**ARTICLE:**
# First meeting of the Detailing Club



## Ronnie (Nov 15, 2006)

Right the Detailing Club first meeting I was thinking about either 

mechanical wet sanding ie compressors and sanders followed by correction.. 

Or deep scratch removal it key marks paint filled UV drying and removal.

Anyone interested in this post below I am hoping to have it in the second week in September over 1 or 2 eveingings any preference for what we should do?


----------



## paulmc08 (Feb 3, 2009)

sound's good Ronnie:thumb:

i'll leave the idea's to the more experienced lad's


----------



## Andy. (Apr 11, 2010)

Count me in too, looking forward too it.


----------



## [email protected] (Sep 22, 2009)

im up for mechanical wet sanding :thumb:


----------



## david.celica (Sep 21, 2009)

Sounds good to me guys, i will defo be there


----------



## Cookies (Dec 10, 2008)

Ronnie,

Sounds good indeed. any particular date/s?

Does anyone have any preference about choccy bickies?

Cooks


----------



## MCZ2047 (Oct 10, 2007)

It looks like I am going be working the 2nd week of September but hopefully I will get to another later in the year. Any other dates in mind?.:thumb:


----------



## Andy. (Apr 11, 2010)

What nights of the week are you thinkin of Rollo?


----------



## RICKY-M-M (Dec 5, 2007)

im a newbie... but il go


----------



## Ronnie (Nov 15, 2006)

Can we have a list of names so we can sort it out who is interested. It will be on an invite basis so that people who are interested for the right reasons will be attending as I have gotten a bit of flack because of trying to start this. so what I want to do is have the people who are properly interested in doing this coming along. Again its only for people who are interested in detailing not just doing it to make a quick few pounds lashing out the odd car. thanks
Rollo


----------



## Ronnie (Nov 15, 2006)

**CHALLENGE:**
Continue the Detailing Club meeting thread from the point where it stops.

**DATA ENTRIES:**
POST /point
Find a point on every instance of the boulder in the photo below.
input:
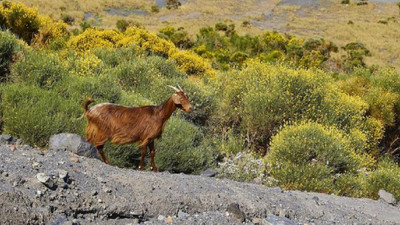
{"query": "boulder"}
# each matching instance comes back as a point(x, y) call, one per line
point(73, 143)
point(209, 173)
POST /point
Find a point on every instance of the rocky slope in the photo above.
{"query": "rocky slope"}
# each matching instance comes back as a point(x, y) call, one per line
point(59, 187)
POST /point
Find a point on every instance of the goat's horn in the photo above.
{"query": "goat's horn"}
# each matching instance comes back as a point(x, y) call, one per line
point(180, 88)
point(175, 89)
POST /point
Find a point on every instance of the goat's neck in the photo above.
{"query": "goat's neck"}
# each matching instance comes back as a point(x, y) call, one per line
point(166, 109)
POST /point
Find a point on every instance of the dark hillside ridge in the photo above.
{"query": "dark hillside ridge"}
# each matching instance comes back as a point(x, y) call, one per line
point(59, 187)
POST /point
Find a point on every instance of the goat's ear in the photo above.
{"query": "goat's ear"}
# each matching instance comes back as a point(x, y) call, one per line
point(176, 98)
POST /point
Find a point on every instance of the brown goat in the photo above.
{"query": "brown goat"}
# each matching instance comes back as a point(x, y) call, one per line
point(123, 125)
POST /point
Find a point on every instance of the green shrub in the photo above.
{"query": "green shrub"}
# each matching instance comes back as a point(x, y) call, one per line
point(39, 68)
point(34, 114)
point(308, 156)
point(112, 57)
point(260, 98)
point(386, 177)
point(101, 89)
point(122, 25)
point(9, 46)
point(180, 148)
point(173, 4)
point(221, 27)
point(381, 90)
point(154, 8)
point(67, 19)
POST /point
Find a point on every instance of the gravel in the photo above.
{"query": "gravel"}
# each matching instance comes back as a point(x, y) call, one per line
point(91, 192)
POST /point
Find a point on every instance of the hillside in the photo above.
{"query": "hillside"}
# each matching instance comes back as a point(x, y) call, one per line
point(376, 24)
point(87, 191)
point(270, 108)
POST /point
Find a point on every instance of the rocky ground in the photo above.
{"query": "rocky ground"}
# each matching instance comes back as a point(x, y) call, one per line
point(60, 187)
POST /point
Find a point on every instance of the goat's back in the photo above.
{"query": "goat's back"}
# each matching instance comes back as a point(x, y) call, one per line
point(120, 124)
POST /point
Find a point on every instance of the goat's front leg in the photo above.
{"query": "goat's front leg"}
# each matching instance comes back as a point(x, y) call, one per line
point(143, 149)
point(152, 154)
point(101, 152)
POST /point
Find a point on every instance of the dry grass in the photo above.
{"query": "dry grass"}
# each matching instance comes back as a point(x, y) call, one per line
point(329, 20)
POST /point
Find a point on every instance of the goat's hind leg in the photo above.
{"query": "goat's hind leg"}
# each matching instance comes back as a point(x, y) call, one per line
point(143, 149)
point(101, 152)
point(152, 154)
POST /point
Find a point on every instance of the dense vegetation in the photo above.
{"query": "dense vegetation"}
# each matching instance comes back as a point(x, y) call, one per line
point(266, 108)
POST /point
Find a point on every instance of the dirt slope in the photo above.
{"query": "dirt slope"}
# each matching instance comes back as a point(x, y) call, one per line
point(91, 192)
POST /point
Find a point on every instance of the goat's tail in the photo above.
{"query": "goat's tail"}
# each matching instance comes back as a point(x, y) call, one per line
point(86, 103)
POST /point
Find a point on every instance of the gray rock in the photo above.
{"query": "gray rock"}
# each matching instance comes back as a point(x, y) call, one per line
point(209, 173)
point(145, 195)
point(182, 214)
point(73, 143)
point(386, 196)
point(235, 210)
point(35, 165)
point(46, 180)
point(5, 139)
point(161, 218)
point(277, 220)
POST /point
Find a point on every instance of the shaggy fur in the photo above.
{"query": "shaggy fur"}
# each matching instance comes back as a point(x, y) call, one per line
point(122, 125)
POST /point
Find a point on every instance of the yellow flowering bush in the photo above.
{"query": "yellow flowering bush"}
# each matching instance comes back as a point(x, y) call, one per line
point(146, 41)
point(310, 156)
point(94, 38)
point(21, 20)
point(86, 65)
point(262, 97)
point(29, 25)
point(191, 63)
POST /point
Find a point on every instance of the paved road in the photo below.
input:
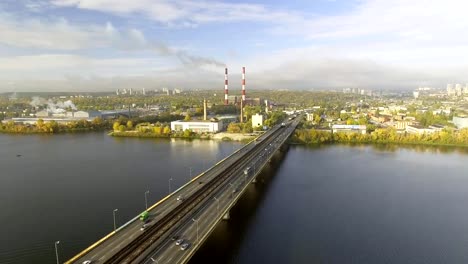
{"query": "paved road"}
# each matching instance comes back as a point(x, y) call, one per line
point(213, 209)
point(125, 235)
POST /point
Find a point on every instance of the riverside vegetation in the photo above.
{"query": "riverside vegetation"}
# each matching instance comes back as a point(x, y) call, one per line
point(447, 137)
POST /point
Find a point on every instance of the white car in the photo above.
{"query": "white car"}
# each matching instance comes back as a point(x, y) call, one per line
point(184, 246)
point(179, 241)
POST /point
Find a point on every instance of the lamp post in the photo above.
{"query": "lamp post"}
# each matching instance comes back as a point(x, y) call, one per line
point(196, 220)
point(113, 213)
point(232, 188)
point(146, 199)
point(170, 185)
point(56, 251)
point(216, 201)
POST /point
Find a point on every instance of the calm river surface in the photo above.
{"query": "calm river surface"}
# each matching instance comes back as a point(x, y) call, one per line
point(334, 204)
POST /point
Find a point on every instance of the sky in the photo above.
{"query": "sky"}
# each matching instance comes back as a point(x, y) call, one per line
point(103, 45)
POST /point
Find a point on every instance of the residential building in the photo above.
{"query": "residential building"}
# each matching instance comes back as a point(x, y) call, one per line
point(197, 126)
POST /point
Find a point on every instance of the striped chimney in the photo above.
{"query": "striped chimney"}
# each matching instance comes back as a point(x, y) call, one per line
point(243, 83)
point(226, 101)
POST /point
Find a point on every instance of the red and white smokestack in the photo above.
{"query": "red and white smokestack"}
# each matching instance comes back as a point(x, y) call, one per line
point(243, 83)
point(226, 101)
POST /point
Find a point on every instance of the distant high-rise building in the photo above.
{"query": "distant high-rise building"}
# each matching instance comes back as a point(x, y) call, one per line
point(450, 89)
point(458, 89)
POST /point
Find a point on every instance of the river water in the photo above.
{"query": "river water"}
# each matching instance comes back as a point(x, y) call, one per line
point(333, 204)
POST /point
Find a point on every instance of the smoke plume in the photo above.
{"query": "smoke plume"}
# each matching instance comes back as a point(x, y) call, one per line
point(54, 107)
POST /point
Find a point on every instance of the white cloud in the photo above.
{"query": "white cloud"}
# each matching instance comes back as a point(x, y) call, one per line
point(182, 12)
point(59, 34)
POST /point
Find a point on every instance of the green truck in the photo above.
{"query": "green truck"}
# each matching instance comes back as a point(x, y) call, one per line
point(144, 216)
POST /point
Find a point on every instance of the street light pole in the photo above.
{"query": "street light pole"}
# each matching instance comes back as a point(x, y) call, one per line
point(146, 199)
point(113, 213)
point(217, 201)
point(196, 220)
point(232, 188)
point(56, 251)
point(170, 185)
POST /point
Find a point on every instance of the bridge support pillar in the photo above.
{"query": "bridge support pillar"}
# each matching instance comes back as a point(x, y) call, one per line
point(227, 216)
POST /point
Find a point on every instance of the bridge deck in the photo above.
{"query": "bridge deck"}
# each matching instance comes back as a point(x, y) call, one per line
point(207, 213)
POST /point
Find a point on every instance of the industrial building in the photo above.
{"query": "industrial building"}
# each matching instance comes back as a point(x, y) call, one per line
point(197, 126)
point(416, 129)
point(349, 128)
point(257, 120)
point(460, 122)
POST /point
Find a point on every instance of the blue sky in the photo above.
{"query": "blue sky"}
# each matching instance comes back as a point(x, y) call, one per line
point(318, 44)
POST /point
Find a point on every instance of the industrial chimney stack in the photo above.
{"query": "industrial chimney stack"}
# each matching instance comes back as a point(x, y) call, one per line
point(204, 109)
point(243, 83)
point(226, 101)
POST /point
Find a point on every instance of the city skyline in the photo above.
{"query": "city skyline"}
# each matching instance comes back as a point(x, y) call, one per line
point(103, 45)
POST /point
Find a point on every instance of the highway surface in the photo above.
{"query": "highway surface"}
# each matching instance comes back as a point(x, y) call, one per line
point(204, 214)
point(206, 218)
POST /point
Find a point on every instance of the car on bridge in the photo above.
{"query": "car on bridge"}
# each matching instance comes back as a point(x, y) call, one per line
point(184, 246)
point(179, 242)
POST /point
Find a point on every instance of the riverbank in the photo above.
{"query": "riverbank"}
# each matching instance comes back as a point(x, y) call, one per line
point(223, 136)
point(382, 136)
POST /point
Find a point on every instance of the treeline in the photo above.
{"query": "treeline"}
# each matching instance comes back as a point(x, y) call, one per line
point(383, 136)
point(148, 130)
point(273, 118)
point(54, 127)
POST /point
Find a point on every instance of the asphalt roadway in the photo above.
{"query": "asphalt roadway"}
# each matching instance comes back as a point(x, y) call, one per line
point(195, 228)
point(131, 230)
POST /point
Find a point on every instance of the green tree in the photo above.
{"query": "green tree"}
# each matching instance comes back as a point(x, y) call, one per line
point(129, 125)
point(116, 125)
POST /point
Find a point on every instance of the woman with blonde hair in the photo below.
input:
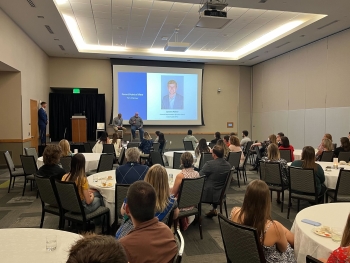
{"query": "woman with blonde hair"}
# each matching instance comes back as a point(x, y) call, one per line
point(276, 240)
point(165, 203)
point(65, 148)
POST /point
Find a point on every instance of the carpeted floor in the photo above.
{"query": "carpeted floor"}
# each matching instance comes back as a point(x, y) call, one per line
point(18, 211)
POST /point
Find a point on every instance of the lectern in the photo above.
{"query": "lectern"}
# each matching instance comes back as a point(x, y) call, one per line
point(79, 129)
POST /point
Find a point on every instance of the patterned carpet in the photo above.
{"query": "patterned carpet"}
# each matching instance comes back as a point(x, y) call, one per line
point(18, 211)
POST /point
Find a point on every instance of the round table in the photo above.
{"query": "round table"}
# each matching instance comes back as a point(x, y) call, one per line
point(20, 245)
point(108, 193)
point(170, 156)
point(308, 243)
point(91, 161)
point(331, 175)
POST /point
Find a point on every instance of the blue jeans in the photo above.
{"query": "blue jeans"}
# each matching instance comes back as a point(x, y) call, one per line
point(133, 129)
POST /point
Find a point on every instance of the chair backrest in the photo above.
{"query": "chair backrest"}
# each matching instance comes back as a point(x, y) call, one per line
point(188, 145)
point(31, 151)
point(29, 164)
point(286, 154)
point(327, 156)
point(343, 183)
point(270, 172)
point(87, 147)
point(66, 163)
point(121, 156)
point(69, 197)
point(204, 158)
point(344, 156)
point(133, 144)
point(9, 161)
point(310, 259)
point(108, 148)
point(190, 193)
point(181, 246)
point(120, 194)
point(106, 162)
point(241, 242)
point(302, 180)
point(47, 191)
point(234, 159)
point(156, 158)
point(176, 160)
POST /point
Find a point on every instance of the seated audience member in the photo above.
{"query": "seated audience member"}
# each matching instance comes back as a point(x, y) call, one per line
point(202, 147)
point(326, 146)
point(344, 146)
point(117, 142)
point(65, 148)
point(276, 240)
point(263, 150)
point(98, 148)
point(217, 137)
point(222, 144)
point(51, 158)
point(165, 203)
point(97, 249)
point(278, 138)
point(273, 155)
point(341, 254)
point(284, 145)
point(146, 145)
point(308, 161)
point(326, 136)
point(150, 240)
point(215, 172)
point(132, 171)
point(91, 199)
point(157, 134)
point(235, 146)
point(161, 141)
point(227, 140)
point(187, 172)
point(190, 137)
point(245, 138)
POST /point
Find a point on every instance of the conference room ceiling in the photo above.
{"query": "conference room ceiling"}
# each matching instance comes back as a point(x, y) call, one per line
point(137, 28)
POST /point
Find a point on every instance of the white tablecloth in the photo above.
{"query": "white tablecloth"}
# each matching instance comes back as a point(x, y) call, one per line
point(331, 175)
point(108, 193)
point(308, 243)
point(91, 160)
point(170, 156)
point(19, 245)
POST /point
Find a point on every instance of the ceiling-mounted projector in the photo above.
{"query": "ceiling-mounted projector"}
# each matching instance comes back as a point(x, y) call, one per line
point(213, 14)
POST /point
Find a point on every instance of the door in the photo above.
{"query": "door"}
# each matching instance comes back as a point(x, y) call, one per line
point(34, 124)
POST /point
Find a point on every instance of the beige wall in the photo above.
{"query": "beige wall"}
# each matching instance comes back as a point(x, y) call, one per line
point(218, 108)
point(304, 93)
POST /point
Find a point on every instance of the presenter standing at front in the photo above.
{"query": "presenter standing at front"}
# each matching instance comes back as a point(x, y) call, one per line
point(42, 122)
point(136, 124)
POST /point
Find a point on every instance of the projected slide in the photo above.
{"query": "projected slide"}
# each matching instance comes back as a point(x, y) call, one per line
point(166, 96)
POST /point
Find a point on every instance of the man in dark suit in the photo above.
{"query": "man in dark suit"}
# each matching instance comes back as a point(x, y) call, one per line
point(216, 172)
point(42, 121)
point(173, 100)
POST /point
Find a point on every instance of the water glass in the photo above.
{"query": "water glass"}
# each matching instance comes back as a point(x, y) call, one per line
point(336, 233)
point(51, 242)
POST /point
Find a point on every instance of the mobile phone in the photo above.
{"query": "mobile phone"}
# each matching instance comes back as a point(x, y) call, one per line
point(310, 222)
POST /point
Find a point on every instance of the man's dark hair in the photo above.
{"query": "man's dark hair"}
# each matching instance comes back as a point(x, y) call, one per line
point(141, 199)
point(218, 151)
point(97, 249)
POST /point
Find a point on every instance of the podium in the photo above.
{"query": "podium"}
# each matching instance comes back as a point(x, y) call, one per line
point(79, 129)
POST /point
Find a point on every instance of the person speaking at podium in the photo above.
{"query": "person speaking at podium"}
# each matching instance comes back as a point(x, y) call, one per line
point(136, 124)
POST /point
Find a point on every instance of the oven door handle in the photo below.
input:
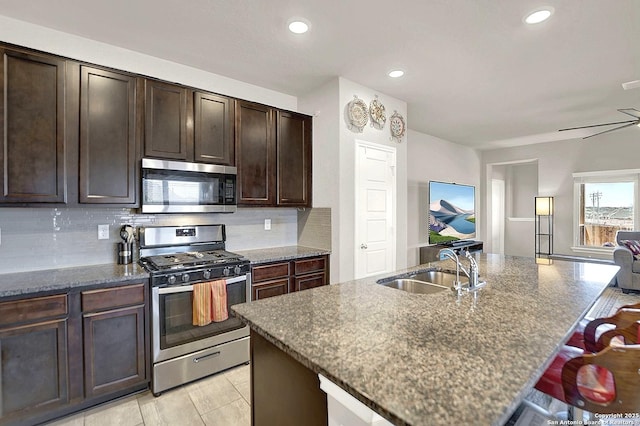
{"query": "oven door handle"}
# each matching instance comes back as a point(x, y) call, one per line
point(183, 288)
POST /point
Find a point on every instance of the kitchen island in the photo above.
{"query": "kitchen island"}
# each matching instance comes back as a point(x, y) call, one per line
point(435, 359)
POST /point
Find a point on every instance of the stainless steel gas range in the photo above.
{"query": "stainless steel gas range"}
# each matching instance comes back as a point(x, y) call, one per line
point(177, 257)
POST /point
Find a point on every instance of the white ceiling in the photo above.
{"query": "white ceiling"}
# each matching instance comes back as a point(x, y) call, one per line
point(475, 73)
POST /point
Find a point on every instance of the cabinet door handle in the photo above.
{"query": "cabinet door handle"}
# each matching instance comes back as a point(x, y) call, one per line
point(200, 358)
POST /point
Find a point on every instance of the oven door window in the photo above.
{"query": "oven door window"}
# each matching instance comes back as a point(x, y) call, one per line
point(176, 316)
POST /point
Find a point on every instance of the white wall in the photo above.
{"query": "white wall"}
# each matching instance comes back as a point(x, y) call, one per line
point(82, 49)
point(431, 158)
point(334, 164)
point(324, 104)
point(347, 143)
point(556, 163)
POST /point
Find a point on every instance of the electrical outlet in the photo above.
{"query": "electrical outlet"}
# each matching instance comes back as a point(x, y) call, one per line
point(103, 232)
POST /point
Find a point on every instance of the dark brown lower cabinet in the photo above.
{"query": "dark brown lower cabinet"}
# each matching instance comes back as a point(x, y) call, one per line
point(66, 352)
point(34, 369)
point(34, 357)
point(114, 339)
point(283, 391)
point(274, 279)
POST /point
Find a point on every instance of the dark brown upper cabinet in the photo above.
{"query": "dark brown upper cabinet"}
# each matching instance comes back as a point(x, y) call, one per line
point(110, 131)
point(274, 156)
point(294, 159)
point(32, 120)
point(255, 141)
point(213, 129)
point(188, 125)
point(166, 120)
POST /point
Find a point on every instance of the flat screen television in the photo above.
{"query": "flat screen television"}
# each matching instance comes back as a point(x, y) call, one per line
point(451, 212)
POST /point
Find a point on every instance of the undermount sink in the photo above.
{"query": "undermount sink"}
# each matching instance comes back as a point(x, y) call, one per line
point(425, 282)
point(415, 286)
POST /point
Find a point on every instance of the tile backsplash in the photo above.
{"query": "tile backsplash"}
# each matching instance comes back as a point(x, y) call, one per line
point(59, 237)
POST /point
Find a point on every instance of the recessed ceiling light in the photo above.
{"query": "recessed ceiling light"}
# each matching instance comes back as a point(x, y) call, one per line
point(538, 15)
point(298, 26)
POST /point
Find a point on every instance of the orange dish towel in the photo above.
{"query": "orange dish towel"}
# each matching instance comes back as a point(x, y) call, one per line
point(209, 302)
point(201, 304)
point(219, 301)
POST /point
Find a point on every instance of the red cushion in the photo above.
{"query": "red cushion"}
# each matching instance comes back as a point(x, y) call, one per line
point(551, 381)
point(596, 384)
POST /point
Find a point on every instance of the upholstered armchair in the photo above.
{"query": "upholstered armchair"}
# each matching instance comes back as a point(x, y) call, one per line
point(627, 255)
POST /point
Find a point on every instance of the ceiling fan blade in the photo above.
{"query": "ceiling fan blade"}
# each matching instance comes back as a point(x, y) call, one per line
point(631, 111)
point(598, 125)
point(614, 129)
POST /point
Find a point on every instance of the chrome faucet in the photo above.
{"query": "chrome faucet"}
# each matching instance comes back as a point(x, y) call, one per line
point(472, 274)
point(447, 252)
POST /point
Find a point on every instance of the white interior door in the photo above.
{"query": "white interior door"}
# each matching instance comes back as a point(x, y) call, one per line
point(375, 238)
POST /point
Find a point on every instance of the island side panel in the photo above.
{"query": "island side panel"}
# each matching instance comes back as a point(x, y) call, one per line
point(283, 391)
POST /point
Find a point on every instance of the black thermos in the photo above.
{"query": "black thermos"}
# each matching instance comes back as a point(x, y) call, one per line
point(125, 253)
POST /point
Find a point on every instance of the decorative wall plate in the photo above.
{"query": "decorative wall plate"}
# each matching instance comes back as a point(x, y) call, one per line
point(358, 114)
point(397, 126)
point(377, 113)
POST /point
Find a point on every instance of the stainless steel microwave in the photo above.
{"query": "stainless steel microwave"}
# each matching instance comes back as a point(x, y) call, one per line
point(182, 187)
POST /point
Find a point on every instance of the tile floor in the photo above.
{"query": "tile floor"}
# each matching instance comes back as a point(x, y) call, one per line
point(221, 399)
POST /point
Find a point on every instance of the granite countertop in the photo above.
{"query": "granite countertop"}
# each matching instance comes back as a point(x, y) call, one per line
point(274, 254)
point(435, 359)
point(63, 279)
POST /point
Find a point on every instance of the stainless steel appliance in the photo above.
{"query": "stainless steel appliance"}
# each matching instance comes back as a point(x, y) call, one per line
point(181, 187)
point(177, 257)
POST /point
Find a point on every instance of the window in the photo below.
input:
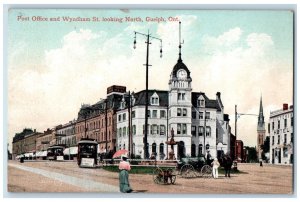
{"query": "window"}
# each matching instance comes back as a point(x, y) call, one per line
point(285, 152)
point(184, 112)
point(200, 130)
point(201, 115)
point(194, 115)
point(161, 148)
point(181, 96)
point(154, 114)
point(162, 114)
point(120, 132)
point(178, 112)
point(155, 129)
point(178, 128)
point(194, 130)
point(208, 131)
point(207, 115)
point(162, 130)
point(124, 131)
point(200, 149)
point(193, 150)
point(184, 128)
point(134, 129)
point(285, 123)
point(285, 139)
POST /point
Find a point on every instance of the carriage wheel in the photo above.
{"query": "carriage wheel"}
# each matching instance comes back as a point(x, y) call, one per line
point(158, 176)
point(172, 175)
point(206, 171)
point(187, 171)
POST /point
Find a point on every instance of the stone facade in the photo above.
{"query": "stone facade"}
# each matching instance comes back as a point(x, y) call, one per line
point(282, 135)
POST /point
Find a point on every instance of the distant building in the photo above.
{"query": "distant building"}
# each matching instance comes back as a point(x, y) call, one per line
point(25, 143)
point(199, 123)
point(261, 130)
point(98, 121)
point(282, 135)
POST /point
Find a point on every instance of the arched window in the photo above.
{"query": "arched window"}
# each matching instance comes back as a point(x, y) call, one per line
point(193, 150)
point(161, 148)
point(154, 148)
point(133, 148)
point(200, 149)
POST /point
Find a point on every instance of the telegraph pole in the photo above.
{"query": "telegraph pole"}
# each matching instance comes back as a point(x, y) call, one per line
point(235, 133)
point(148, 36)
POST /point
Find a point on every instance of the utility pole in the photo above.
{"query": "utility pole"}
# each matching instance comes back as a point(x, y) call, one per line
point(235, 133)
point(148, 36)
point(129, 124)
point(105, 124)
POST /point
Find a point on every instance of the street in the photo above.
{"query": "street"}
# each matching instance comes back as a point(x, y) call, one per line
point(51, 176)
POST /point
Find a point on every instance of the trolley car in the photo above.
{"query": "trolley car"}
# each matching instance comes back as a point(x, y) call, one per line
point(87, 153)
point(55, 152)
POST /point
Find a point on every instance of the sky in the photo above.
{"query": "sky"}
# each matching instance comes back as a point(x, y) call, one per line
point(55, 66)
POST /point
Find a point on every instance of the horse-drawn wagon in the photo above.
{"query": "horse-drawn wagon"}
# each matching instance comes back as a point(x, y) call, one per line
point(194, 167)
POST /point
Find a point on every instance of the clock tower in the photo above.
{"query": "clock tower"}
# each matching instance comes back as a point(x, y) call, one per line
point(261, 131)
point(180, 91)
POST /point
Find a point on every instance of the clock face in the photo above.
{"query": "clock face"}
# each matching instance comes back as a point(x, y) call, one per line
point(181, 74)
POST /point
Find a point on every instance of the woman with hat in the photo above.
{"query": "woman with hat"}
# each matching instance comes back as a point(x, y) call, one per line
point(124, 167)
point(215, 164)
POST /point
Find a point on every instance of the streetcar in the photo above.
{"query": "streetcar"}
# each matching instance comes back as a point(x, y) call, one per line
point(55, 153)
point(87, 153)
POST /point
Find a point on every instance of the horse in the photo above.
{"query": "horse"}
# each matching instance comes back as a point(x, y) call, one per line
point(226, 163)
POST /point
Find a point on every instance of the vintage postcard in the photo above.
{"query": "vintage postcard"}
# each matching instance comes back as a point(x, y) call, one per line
point(144, 101)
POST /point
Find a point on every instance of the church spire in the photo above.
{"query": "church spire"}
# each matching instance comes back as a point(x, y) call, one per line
point(179, 59)
point(261, 119)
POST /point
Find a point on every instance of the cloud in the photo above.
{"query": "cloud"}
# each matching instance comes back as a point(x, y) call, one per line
point(222, 42)
point(242, 68)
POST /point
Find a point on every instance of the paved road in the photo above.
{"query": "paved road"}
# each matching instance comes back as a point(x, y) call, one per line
point(68, 177)
point(75, 181)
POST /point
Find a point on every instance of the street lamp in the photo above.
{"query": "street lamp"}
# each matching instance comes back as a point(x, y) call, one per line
point(148, 36)
point(238, 115)
point(128, 98)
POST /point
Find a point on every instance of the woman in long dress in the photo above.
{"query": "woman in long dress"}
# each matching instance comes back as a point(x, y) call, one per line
point(124, 167)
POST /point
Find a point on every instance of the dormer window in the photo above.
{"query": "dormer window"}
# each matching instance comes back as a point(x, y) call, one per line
point(123, 103)
point(201, 102)
point(154, 99)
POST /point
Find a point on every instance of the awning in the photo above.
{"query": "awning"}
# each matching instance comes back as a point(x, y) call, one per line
point(73, 150)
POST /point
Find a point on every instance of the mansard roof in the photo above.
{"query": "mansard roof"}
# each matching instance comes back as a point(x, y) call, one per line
point(140, 97)
point(213, 104)
point(180, 65)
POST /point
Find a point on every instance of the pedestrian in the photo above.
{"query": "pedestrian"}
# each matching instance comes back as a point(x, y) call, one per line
point(124, 167)
point(215, 164)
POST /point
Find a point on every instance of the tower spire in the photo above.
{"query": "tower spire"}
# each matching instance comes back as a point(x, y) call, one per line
point(261, 122)
point(179, 59)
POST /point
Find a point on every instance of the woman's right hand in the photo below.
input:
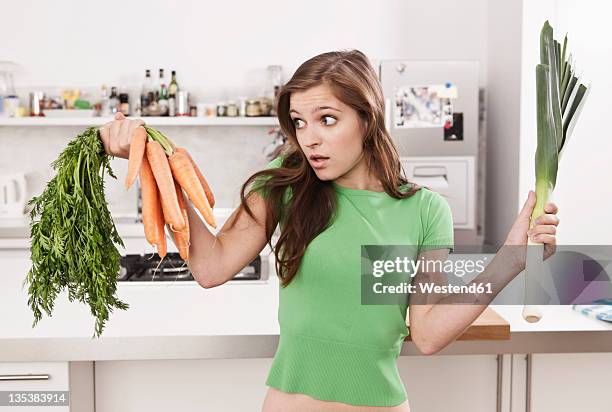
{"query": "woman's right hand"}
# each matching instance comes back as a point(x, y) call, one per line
point(116, 135)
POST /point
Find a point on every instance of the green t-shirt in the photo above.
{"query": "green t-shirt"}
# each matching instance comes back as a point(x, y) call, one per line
point(332, 347)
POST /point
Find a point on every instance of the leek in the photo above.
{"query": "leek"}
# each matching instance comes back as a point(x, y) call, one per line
point(560, 97)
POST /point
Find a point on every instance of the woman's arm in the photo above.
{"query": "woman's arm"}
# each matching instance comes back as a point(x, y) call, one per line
point(213, 260)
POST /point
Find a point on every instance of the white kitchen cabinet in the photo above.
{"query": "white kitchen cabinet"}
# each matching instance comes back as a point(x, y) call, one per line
point(450, 383)
point(76, 378)
point(571, 382)
point(35, 376)
point(434, 383)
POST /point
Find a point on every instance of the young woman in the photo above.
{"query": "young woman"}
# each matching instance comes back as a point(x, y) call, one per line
point(338, 185)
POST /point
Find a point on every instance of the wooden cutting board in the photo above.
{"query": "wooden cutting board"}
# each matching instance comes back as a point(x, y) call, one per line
point(488, 326)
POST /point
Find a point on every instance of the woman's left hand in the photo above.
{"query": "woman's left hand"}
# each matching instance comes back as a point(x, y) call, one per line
point(543, 231)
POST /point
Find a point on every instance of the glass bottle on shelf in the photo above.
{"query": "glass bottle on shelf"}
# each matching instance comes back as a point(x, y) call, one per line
point(163, 94)
point(146, 93)
point(173, 86)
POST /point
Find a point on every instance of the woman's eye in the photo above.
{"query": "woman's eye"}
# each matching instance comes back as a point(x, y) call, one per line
point(332, 120)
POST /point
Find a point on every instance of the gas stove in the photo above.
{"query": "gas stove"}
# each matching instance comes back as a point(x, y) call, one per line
point(139, 268)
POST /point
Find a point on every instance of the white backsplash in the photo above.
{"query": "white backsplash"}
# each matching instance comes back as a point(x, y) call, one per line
point(226, 155)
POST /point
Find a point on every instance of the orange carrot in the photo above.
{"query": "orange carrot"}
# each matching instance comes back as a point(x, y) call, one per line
point(137, 148)
point(203, 182)
point(181, 237)
point(183, 171)
point(165, 183)
point(150, 202)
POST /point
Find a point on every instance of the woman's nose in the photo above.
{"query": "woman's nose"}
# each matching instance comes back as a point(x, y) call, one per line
point(312, 140)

**EXERCISE RESULT:**
1) ronnie


----------



## Andy. (Apr 11, 2010)

1) ronnie
2) Andy.


----------



## LJB (Dec 28, 2008)

1) ronnie
2) Andy.
3) Liam(LJB)


----------



## paulmc08 (Feb 3, 2009)

1) ronnie
2) Andy.
3) Liam(LJB)
4) Paulmc08


----------



## paulmc08 (Feb 3, 2009)

Rollo let me know if you need some panel's,and i'll have a word with a mate who work's in a breaker's,cant see it being any problem:thumb:


----------



## Ronnie (Nov 15, 2006)

Cheers Paul got a new Civic type R door S-Class wing and half a focus bonnet so far.


----------



## david.celica (Sep 21, 2009)

1) Ronnie
2) Andy.
3) Liam(LJB)
4) Paulmc08
5) David.celica if it's ok?


----------



## LJB (Dec 28, 2008)

Any dates decided guys, prices or decided who'll be invited?


----------



## Ronnie (Nov 15, 2006)

should be sorted in the very near future have a few car in that I want away before so the space is empty.


----------



## LJB (Dec 28, 2008)

No problem Ronnie thanks for the quick response

Liam


----------



## Andy. (Apr 11, 2010)

Just checkin in to see how things are progressing with the detailing club.


----------



## tomah (Sep 17, 2010)

Would you be welcome at this if you're new to this place, detailing, and don't know anyone?


----------



## Ronnie (Nov 15, 2006)

oh yes as long as u have an interest u will be welcome. Apologies guys for the delays just getting customer cars out of the way so I can free up the space not long to wait!


----------



## tomah (Sep 17, 2010)

Excellent.

I'm not too far away from you I don't think. I've recently moved to between Banbridge and Portadown.


----------



## richie_mck (Jul 11, 2010)

im a bit of a lurker on here but i would definately be up for attending the detailing club, would love to pic up some good tips for detailing.

Count me in if im welcome


----------



## rosssei (Feb 26, 2007)

hey ronnie, would be up for taking a run up to this too - meet some faces!


----------



## Cookies (Dec 10, 2008)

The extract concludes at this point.